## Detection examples
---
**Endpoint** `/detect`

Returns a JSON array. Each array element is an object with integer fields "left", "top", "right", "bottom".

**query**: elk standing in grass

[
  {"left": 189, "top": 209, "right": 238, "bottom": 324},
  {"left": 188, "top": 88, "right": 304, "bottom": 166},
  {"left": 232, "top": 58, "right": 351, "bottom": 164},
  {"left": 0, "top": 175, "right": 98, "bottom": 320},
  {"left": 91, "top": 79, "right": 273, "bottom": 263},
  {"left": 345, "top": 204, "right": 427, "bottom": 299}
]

## EXERCISE BRIEF
Update the records by changing "elk" to "moose" everywhere it occurs. Leave all other text as it is.

## SOLUTION FOR THIS PROBLEM
---
**Endpoint** `/detect`

Returns a JSON array. Each array element is an object with integer fields "left", "top", "right", "bottom".

**query**: moose standing in grass

[
  {"left": 189, "top": 209, "right": 238, "bottom": 324},
  {"left": 188, "top": 88, "right": 304, "bottom": 166},
  {"left": 232, "top": 58, "right": 351, "bottom": 164},
  {"left": 0, "top": 175, "right": 98, "bottom": 320},
  {"left": 91, "top": 79, "right": 273, "bottom": 263},
  {"left": 345, "top": 204, "right": 427, "bottom": 299}
]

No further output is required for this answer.